[y] Mississippi Visitors Guide
Mississippi is a classic state of the Deep South. The state capital, Jackson, is its largest city. In addition to the State Capitol building, Jackson is also home to many museums, such as the Mississippi Museum of Art, which contains the state’s largest art collection, and the National Agricultural Aviation Museum. The two major cities along the Mississippi Gulf Coast are Biloxi and Gulfport. This area is a Mecca for beach-lovers, gambling enthusiasts and fishermen. The waters of the Gulf of Mexico lap the shore while the lights of moored casinos, such as the Boomtown Casino in Biloxi, sparkle. Numerous fishing trips and charters are available in Biloxi and Gulfport year-round. The University of Mississippi, or Ole Miss as it is fondly nicknamed, is located in Oxford. Also situated in North Mississippi is the Elvis Presley Birthplace and Museum in Tupelo. Historic Vicksburg lies on the shores of the Mississippi River with many bed and breakfast inns and the Vicksburg National Military Park.

Supplied records:
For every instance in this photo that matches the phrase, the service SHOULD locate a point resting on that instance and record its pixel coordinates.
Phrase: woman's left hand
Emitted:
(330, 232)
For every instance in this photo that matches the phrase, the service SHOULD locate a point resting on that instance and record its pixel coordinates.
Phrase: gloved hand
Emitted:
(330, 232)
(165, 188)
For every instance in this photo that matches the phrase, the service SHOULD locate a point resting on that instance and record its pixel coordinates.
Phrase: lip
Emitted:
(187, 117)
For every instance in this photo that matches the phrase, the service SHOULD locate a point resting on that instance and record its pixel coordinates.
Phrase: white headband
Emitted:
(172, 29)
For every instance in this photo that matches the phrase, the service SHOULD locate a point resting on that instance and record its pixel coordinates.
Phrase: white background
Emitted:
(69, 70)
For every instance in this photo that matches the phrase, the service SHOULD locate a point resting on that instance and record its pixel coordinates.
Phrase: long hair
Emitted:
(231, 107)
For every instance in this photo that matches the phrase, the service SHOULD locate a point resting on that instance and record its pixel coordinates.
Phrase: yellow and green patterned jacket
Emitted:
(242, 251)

==

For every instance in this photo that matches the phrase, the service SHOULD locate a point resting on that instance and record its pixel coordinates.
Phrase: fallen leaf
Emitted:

Goals:
a: In the Mississippi visitors guide, do these statements agree with the text? Answer yes or no for each and quote the deciding words. (i) Jackson is the largest city in Mississippi. (ii) The University of Mississippi is located in Tupelo. (iii) Fishing charters in Biloxi and Gulfport run only in summer.
b: How would you render this sentence from the Mississippi visitors guide in Spanish: "Historic Vicksburg lies on the shores of the Mississippi River with many bed and breakfast inns and the Vicksburg National Military Park."
c: Carry on with the Mississippi visitors guide, picking up after its final sentence about Vicksburg.
The entries play no part in what comes next.

Per-task outputs:
a:
(i) Yes: "The state capital, Jackson, is its largest city."
(ii) No: "The University of Mississippi, or Ole Miss as it is fondly nicknamed, is located in Oxford."
(iii) No: "Numerous fishing trips and charters are available in Biloxi and Gulfport year-round."

b: La histórica Vicksburg se encuentra a orillas del río Misisipi, con numerosas posadas de tipo bed and breakfast y el Parque Militar Nacional de Vicksburg.

c:
North Mississippi Visitors Guide
Northern Mississippi is bordered on three sides by Arkansas, Tennessee, and Alabama. The area is known for its historic sites, landmarks, and natural attractions. Examples of African and Native American culture throughout Mississippi show a legacy of enduring spirit in the state’s long civil rights battle. A marker on the Mississippi Freedom Trail can be found at the University of Mississippi in Oxford. Corinth’s importance in Civil War history is well documented at its interpretive center and the Crossroads Museum. The Corinth Contraband Camp is a refugee camp that once housed up to 6,000 escaped slaves seeking freedom in the state’s north behind Union lines in 1862. Battlegrounds remain scattered between lavish antebellum homes, the humble birthplace of Elvis Presley and William Faulkner’s former private residence. Visitors can try their luck at the bright casino resorts in Tunica or enjoy the area’s powerful natural beauty. Tunica’s RiverPark features a nature trail, river cruises and a 48-ft (15-m) river overlook and is also home to the Mississippi River Museum. Ideal day hikes or scenic drives wind through Greenville’s Cypress Preserve and the Natchez Trace Parkway.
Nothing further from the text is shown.